依頼内容 =
下の判決文のうち、「訴訟費用は、全部被告人の負担とする。」という語句から始まり「題する書面により明かである。」という語句で終わる箇所を、一字一句違えずに書き写してください。

文書本文 =

——

和歌山地方裁判所新宮支部 昭和31年(わ)48号 判決 1958年6月10日
被告人 新田裕次郎
主文
被告人を懲役三年に処する。
但し、本裁判確定の日から三年間、右刑の執行を猶予する。
右執行猶予期間中、被告人を保護観察に付する。
訴訟費用は、全部被告人の負担とする。
理由
罪となるべき事実
被告人は、小峰守と共謀の上、
第一、昭和二十七年二月一日午前二時頃、新宮市新宮初之地蒲団商近藤平右衛門方に故なく侵入し、同人所有の蒲団五枚、服地約三百二十九碼(時価合計約十万二千八百八十円相当)を窃取し、
第二、同年同月十六日午前二時頃、同市新宮仲之町洋服商岡田英晴方に故なく侵入し、同人所有の背広服三つ揃等衣類雑品合計約百六十五点(時価合計約九十万九千九百円相当)を窃取し、
たものである。
(証拠の標目)(略)
前科
被告人は、昭和二十二年七月十一日、当庁において窃盗罪により懲役一年以上二年以下に処せられ、当時右刑の執行を受け終つたものであつて、この事実は、奈良少年刑務所から当庁に宛てた昭和三十二年二月十一日附「前科執行状況照会について回答」と題する書面により明かである。

——

表示データ =

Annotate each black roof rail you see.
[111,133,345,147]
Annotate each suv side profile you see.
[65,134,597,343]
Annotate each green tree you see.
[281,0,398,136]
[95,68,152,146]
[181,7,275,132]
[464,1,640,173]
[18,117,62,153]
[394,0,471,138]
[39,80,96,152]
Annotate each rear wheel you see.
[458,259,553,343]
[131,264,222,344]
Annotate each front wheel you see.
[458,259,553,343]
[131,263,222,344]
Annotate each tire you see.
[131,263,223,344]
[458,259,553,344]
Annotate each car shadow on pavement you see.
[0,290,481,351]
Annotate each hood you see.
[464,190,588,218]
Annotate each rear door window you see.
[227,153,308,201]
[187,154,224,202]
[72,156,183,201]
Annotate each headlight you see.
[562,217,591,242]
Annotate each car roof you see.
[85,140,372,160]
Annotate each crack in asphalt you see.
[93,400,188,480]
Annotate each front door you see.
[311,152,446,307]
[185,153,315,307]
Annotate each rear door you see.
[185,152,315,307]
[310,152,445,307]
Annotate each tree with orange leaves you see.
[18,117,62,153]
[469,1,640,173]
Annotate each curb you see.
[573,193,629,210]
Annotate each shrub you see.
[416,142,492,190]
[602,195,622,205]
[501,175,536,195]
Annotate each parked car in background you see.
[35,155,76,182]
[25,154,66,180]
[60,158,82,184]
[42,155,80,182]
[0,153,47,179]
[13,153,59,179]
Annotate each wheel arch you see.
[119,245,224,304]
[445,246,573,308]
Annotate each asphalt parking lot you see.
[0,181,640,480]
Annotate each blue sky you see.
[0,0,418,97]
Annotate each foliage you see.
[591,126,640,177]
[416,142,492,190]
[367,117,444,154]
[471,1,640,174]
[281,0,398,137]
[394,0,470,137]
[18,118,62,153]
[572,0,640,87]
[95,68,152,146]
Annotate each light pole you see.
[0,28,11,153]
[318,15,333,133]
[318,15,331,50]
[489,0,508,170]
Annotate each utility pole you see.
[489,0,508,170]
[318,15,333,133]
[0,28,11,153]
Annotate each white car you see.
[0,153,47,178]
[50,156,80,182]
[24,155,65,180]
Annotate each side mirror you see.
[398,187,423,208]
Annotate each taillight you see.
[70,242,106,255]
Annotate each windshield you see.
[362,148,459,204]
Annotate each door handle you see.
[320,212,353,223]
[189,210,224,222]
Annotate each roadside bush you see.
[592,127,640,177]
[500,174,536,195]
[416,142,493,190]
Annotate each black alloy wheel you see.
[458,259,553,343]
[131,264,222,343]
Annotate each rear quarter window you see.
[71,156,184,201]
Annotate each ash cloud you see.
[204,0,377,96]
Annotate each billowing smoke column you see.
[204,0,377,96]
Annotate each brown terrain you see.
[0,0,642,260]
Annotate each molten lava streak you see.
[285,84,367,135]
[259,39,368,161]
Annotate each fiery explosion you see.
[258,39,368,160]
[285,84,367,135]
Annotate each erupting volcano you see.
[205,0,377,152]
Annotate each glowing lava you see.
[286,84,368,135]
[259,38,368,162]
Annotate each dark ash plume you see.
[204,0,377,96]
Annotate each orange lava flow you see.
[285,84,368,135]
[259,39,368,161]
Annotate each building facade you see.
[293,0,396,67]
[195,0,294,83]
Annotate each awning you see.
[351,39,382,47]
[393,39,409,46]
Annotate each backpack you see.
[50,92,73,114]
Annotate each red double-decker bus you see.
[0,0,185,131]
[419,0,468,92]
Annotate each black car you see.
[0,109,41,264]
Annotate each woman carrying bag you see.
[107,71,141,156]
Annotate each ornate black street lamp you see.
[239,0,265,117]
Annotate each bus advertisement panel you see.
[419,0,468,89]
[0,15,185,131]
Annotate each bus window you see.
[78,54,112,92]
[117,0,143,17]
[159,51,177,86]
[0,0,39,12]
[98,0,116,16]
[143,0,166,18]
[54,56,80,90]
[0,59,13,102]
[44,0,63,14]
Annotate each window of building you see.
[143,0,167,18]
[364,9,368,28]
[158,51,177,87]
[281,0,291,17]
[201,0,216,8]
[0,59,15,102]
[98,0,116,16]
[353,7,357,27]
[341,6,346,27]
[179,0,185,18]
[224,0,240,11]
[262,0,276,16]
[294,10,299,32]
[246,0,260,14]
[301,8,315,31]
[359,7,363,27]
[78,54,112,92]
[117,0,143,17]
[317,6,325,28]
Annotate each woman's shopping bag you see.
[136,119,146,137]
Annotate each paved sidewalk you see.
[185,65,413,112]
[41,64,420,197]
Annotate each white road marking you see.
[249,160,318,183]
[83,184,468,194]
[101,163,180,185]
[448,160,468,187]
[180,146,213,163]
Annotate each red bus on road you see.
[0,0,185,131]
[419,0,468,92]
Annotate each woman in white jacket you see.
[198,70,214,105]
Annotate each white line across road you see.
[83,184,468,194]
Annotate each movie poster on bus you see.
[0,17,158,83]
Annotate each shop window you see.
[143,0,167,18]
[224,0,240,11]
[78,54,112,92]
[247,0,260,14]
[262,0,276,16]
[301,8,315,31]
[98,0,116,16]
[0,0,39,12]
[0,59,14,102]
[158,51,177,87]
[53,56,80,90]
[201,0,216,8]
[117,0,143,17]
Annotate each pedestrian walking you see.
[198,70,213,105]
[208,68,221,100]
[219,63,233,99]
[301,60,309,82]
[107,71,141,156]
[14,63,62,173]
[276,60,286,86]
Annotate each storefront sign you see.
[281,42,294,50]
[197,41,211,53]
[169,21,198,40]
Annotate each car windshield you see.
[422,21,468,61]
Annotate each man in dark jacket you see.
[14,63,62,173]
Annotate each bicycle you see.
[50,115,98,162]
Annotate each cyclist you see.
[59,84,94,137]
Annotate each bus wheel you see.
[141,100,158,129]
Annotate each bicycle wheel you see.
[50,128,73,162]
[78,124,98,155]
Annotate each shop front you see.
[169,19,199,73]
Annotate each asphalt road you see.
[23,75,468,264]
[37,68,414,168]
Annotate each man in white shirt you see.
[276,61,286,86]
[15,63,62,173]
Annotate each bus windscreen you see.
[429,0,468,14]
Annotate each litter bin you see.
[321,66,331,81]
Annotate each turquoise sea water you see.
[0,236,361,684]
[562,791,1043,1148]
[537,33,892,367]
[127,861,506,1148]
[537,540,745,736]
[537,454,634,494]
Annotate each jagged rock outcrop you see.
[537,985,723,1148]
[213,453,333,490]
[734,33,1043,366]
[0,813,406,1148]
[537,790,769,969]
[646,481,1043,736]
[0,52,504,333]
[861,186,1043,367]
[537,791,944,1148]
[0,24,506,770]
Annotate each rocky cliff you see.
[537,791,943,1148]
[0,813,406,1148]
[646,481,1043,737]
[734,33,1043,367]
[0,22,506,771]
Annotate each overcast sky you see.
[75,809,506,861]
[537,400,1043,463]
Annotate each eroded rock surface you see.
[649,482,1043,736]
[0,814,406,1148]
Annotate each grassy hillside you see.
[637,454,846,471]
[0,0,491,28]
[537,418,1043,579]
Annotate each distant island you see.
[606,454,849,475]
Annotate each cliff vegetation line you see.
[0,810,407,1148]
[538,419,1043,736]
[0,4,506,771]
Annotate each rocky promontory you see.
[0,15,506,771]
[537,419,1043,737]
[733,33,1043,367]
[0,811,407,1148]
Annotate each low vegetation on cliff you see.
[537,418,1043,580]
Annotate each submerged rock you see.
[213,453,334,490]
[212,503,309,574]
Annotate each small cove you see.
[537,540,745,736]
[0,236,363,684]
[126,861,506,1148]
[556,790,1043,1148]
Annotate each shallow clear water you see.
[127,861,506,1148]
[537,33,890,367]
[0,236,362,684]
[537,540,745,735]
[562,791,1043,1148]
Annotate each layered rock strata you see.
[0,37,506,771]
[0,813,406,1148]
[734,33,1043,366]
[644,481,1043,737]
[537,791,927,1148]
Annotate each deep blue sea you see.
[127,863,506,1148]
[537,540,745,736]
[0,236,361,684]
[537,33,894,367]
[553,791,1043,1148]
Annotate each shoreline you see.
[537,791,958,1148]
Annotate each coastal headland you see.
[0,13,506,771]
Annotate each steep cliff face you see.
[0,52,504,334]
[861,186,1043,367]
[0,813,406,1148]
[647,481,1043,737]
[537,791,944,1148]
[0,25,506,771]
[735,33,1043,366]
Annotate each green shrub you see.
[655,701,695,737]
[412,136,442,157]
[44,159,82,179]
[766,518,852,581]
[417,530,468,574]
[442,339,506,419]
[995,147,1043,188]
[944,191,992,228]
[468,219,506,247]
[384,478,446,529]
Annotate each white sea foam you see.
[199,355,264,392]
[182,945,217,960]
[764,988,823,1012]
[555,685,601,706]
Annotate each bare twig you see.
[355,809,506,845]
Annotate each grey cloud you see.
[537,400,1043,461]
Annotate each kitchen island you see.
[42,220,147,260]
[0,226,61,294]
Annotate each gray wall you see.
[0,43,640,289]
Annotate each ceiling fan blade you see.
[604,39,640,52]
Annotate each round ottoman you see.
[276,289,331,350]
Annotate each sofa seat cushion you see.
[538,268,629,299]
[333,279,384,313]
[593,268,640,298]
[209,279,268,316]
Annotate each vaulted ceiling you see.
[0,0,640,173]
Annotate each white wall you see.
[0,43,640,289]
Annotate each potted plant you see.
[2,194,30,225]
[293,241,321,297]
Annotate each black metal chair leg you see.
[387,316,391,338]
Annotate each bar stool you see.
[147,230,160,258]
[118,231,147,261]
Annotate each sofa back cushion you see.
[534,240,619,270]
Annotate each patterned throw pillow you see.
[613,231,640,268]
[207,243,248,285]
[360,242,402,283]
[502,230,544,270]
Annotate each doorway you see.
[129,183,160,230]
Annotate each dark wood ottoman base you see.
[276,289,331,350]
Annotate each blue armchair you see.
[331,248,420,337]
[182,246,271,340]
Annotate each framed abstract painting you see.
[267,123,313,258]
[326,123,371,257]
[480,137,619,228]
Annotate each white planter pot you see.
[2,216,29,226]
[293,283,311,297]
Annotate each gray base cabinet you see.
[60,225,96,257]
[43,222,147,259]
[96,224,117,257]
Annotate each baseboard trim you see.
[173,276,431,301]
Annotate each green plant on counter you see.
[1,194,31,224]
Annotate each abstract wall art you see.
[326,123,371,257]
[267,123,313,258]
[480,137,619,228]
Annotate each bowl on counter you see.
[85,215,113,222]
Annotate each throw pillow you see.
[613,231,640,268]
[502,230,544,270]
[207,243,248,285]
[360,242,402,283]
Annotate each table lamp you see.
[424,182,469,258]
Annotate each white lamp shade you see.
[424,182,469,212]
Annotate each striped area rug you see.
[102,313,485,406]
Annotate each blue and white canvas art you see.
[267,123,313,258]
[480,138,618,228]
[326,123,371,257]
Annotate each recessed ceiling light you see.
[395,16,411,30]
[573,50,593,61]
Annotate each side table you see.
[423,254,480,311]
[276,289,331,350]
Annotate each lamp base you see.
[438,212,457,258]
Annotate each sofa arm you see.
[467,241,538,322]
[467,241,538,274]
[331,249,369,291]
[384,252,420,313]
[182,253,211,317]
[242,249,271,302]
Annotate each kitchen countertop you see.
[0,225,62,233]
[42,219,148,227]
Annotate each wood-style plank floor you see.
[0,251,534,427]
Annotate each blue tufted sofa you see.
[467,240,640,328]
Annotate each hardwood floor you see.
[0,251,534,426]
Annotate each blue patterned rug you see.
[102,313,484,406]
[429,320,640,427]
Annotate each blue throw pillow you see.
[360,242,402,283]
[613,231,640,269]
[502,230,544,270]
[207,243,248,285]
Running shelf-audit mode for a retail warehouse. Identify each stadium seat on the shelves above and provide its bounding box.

——

回答 =
訴訟費用は、全部被告人の負担とする。
理由
罪となるべき事実
被告人は、小峰守と共謀の上、
第一、昭和二十七年二月一日午前二時頃、新宮市新宮初之地蒲団商近藤平右衛門方に故なく侵入し、同人所有の蒲団五枚、服地約三百二十九碼(時価合計約十万二千八百八十円相当)を窃取し、
第二、同年同月十六日午前二時頃、同市新宮仲之町洋服商岡田英晴方に故なく侵入し、同人所有の背広服三つ揃等衣類雑品合計約百六十五点(時価合計約九十万九千九百円相当)を窃取し、
たものである。
(証拠の標目)(略)
前科
被告人は、昭和二十二年七月十一日、当庁において窃盗罪により懲役一年以上二年以下に処せられ、当時右刑の執行を受け終つたものであつて、この事実は、奈良少年刑務所から当庁に宛てた昭和三十二年二月十一日附「前科執行状況照会について回答」と題する書面により明かである。